* Page excerpt *
--- begin ---

Hello,
We seem to be facing an issue with Flink where the physical plan after planner optimization is not correct.
I have been able to reproduce the issue in the following "simplified" use case (it doesn't seem to happen in trivial cases):
- We open 2 event streams ("clicks" and "displays")
- We compute the click rate (ctr) over 2 hours and 6 hours sliding windows.
- We then union to output one row per hour with the max value between the values computed over 2 and 6hrs.
You can find SQL query below [1].

--- end ---

* Dataset content *
--- begin ---

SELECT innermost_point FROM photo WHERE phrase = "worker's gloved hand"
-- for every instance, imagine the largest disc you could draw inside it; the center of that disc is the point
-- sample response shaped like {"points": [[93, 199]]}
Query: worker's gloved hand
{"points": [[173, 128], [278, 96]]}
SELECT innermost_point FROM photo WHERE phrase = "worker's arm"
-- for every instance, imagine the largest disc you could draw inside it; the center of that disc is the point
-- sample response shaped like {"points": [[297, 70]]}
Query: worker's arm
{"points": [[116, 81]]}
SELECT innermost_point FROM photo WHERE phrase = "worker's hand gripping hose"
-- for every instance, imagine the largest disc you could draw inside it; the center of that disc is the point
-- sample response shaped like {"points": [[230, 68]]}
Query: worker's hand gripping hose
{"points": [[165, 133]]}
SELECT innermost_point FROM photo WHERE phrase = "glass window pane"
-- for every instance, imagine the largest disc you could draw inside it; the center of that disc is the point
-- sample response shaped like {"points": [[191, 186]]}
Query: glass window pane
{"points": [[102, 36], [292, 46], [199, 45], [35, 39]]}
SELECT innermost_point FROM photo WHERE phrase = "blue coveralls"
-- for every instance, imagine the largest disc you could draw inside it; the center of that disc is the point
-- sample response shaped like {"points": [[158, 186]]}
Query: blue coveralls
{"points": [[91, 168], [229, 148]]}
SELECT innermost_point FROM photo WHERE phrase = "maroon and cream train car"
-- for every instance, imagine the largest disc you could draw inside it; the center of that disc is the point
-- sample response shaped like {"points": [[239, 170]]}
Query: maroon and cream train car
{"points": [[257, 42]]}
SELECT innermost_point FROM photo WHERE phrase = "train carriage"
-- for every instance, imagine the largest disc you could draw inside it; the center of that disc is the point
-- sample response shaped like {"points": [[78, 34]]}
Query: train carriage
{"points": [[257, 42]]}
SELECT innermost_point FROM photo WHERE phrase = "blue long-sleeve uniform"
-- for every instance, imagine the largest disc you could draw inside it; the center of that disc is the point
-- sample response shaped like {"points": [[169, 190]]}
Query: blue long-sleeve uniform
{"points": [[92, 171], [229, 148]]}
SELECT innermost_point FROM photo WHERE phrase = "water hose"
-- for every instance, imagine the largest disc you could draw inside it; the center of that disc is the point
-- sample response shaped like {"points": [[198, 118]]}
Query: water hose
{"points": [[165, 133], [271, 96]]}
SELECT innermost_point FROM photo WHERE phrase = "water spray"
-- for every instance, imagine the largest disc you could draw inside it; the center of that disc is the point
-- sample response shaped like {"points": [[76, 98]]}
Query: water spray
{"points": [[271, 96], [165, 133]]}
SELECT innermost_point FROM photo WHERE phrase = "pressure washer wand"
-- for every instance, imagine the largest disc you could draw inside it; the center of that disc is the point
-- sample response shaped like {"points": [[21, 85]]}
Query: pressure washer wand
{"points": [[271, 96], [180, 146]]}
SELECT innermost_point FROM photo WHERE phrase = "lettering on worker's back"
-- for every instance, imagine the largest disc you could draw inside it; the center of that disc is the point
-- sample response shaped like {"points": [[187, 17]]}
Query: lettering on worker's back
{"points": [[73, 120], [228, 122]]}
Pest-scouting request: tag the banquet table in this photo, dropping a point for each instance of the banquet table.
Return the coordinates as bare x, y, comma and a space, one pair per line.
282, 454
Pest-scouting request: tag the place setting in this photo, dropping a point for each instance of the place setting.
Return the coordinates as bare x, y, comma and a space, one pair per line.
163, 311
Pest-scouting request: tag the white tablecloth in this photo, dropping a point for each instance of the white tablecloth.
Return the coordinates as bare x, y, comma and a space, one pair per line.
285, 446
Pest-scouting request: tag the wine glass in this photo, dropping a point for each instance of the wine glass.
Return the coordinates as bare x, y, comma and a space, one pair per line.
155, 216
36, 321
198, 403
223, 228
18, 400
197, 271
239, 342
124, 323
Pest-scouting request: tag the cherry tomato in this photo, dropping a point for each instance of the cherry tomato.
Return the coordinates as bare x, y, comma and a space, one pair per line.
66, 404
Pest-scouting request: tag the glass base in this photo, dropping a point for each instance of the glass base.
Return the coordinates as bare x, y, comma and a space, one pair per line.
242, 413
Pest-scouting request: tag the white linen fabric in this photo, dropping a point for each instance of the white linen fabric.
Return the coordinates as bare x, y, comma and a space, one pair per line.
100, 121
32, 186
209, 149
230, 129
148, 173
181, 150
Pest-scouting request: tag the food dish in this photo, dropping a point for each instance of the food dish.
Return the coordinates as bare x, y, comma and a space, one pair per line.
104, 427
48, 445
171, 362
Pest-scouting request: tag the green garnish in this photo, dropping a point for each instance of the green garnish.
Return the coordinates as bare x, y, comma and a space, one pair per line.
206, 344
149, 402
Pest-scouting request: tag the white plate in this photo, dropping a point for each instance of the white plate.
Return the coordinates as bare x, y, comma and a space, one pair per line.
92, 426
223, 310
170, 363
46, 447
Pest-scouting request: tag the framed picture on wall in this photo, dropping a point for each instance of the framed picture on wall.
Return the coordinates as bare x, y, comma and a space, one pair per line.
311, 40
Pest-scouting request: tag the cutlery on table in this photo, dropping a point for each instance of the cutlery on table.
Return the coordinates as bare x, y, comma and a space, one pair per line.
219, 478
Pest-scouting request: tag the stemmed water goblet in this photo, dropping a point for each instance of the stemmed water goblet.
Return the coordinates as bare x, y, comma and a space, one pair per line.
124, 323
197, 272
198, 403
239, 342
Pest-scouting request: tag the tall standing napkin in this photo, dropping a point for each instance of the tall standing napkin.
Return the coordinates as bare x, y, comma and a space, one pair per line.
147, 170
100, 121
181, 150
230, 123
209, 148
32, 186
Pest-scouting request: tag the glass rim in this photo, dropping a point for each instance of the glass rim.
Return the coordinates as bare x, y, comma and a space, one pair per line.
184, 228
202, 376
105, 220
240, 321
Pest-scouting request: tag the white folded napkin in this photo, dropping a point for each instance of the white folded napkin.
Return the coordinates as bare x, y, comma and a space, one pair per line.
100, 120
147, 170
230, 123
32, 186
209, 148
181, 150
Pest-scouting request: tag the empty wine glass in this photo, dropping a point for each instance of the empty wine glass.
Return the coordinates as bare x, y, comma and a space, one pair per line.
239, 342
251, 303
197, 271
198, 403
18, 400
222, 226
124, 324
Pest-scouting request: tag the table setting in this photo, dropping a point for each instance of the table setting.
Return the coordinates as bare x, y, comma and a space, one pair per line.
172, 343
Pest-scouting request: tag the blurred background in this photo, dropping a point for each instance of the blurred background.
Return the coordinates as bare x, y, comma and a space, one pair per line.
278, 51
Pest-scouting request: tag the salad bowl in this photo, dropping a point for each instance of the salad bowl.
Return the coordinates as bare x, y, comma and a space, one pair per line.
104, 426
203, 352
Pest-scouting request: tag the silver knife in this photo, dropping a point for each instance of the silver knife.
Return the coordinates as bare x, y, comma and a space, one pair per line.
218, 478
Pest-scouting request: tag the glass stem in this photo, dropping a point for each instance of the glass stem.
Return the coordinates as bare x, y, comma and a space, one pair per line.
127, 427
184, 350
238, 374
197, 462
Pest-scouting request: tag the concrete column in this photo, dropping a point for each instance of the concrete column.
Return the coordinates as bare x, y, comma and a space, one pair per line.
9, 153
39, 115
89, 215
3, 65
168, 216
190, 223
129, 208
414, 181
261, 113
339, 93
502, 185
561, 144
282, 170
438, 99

--- end ---

* Given task 1 *
Decide whether each statement agrees with the Flink post, answering yes or no and quoting the words from the post that settle it: (a) the problem also shows up in trivial cases; (b) the click rate is computed over 2-hour and 6-hour sliding windows; (c) the union outputs one row per day.
* Given task 2 *
List every step of the simplified use case that the Flink post gives as a dash item.
* Given task 3 *
Carry on the Flink post about the incorrect physical plan from the point where it ends.
The lines are separate material from the Flink post above.

* Task result 1 *
(a) No: "it doesn't seem to happen in trivial cases"
(b) Yes: "We compute the click rate (ctr) over 2 hours and 6 hours sliding windows."
(c) No: "We then union to output one row per hour"

* Task result 2 *
- Open 2 event streams ("clicks" and "displays").
- Compute the click rate (ctr) over 2 hours and 6 hours sliding windows.
- Union to output one row per hour with the max value between the values computed over 2 and 6 hours.

* Task result 3 *
After activating the debug logging for calcite, I can see that the original logical plan is valid: the top-level UNION is between two LogicalProjects, for the 2hr and 6hrs HOP windows [2].
However, in the final Physical plan, we can see that both sides of the UNION now have 6hrs HOP windows instead of one window over 2hr and one over 6hr [3].
Is there anything obvious I am missing, or do you have any pointer of what could trigger this issue? I looked at the different rules applied by the planner [4], but, as I am not familiar with them, I haven't yet been able to find the root cause.
Thanks a lot for your help!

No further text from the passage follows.